Questions on the material:
1. According to the bonnethead shark article, what share of the bonnethead diet can sea grass make up?
2. Decide whether each statement agrees with the bonnethead shark article, and quote the deciding words from it. (a) The bonnethead shark belongs to the hammerhead family. (b) Researchers have only recently learned that the bonnethead eats sea grass. (c) The researchers published their findings in the journal Nature.
3. Write the next part of the bonnethead shark article, beginning after its final sentence.

Omnivorous shark species identified
The bonnethead shark, a small member of the hammerhead family, was long thought to be a strict carnivore that would occasionally ingest greens purely by accident.
Not so, scientists said Wednesday. The bonnethead follows an omnivorous diet in which seagrass plays a key, nutritional role.
Although researchers have long known that Sphyrna tiburo eats copious quantities of sea grass, it was not believed to absorb any nutrients from it.
"Until now, most people thought that sea grass consumption was incidental when these sharks were hunting for crabs, etc. that live in the sea grass beds," study co-author Samantha Leigh, an expert in ecology and evolutionary biology at the University of California, Irvine, told AFP.
Leigh and a team found, however, that sea grass can form up to 62 percent of the bonnethead diet, alongside their preferred meal of crustaceans and molluscs.
"Bonnethead sharks are not only consuming copious amount of sea grass but they are actually capable of digesting and assimilating sea grass nutrients, making them clear omnivores," the researchers wrote in the journal Proceedings of the Royal Society B.

Region pointing data
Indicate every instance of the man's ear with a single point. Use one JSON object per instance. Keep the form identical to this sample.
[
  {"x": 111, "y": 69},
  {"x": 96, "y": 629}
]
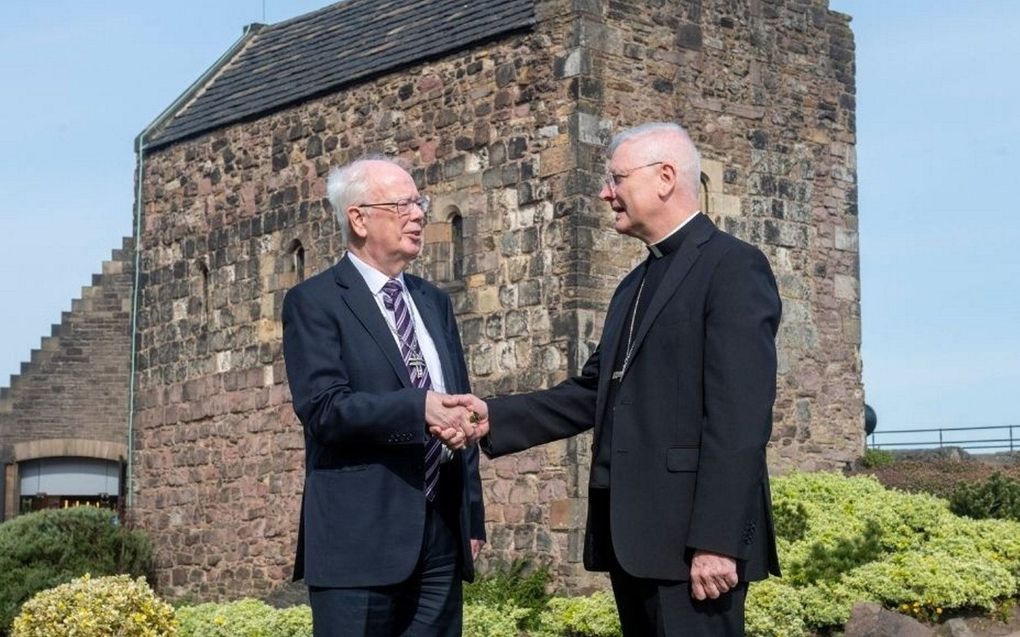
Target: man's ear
[
  {"x": 356, "y": 217},
  {"x": 667, "y": 180}
]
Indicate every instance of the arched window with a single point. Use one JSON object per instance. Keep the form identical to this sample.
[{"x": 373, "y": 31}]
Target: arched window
[
  {"x": 457, "y": 248},
  {"x": 296, "y": 262},
  {"x": 203, "y": 270},
  {"x": 703, "y": 194}
]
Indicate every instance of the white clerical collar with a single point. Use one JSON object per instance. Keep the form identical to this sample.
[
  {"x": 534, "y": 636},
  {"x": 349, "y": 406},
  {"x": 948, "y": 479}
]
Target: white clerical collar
[
  {"x": 373, "y": 277},
  {"x": 654, "y": 248}
]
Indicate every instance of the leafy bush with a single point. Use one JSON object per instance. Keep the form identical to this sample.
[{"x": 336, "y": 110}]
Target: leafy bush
[
  {"x": 998, "y": 497},
  {"x": 594, "y": 616},
  {"x": 773, "y": 609},
  {"x": 481, "y": 620},
  {"x": 874, "y": 459},
  {"x": 862, "y": 542},
  {"x": 40, "y": 550},
  {"x": 518, "y": 586},
  {"x": 250, "y": 618},
  {"x": 97, "y": 607}
]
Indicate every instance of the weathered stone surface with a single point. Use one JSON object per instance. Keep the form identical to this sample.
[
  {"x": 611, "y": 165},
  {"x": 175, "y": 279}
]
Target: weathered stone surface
[{"x": 870, "y": 620}]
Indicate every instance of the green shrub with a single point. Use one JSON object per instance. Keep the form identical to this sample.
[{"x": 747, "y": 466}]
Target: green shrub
[
  {"x": 773, "y": 609},
  {"x": 594, "y": 616},
  {"x": 519, "y": 585},
  {"x": 997, "y": 497},
  {"x": 875, "y": 459},
  {"x": 862, "y": 542},
  {"x": 97, "y": 607},
  {"x": 482, "y": 620},
  {"x": 40, "y": 550},
  {"x": 791, "y": 520},
  {"x": 247, "y": 618}
]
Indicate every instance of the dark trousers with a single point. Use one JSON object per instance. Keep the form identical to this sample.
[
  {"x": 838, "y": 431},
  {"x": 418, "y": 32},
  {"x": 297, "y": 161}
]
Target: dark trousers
[
  {"x": 663, "y": 607},
  {"x": 426, "y": 604}
]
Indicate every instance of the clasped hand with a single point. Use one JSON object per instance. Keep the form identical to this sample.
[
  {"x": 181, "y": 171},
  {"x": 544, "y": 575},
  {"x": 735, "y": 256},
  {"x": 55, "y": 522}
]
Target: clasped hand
[{"x": 457, "y": 420}]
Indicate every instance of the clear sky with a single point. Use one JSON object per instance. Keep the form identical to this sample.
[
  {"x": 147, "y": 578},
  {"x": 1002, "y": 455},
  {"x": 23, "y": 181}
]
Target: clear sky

Answers by task:
1. Up to 62 percent.

2.
(a) Yes: "a small member of the hammerhead family"
(b) No: "researchers have long known that Sphyrna tiburo eats copious quantities of sea grass"
(c) No: "in the journal Proceedings of the Royal Society B"

3.
"This is the first species of shark ever to be shown to have an omnivorous digestive strategy."
Over the course of three weeks, the team conducted a series of lab-based trials in which they fed bonnethead sharks a diet of 90 percent sea grass and 10 percent squid.
They then analysed how much of the nutrients the animals digested, and how much they excreted.
Not all carnivores can digest plant material efficiently, but sharks fed the sea grass-heavy diet all gained weight, the team found.
The animals were found to be as good at digesting fibre and organic matter as young green sea turtles -- a species that transforms from eating an omnivorous diet in youth to committed vegetarianism in adulthood.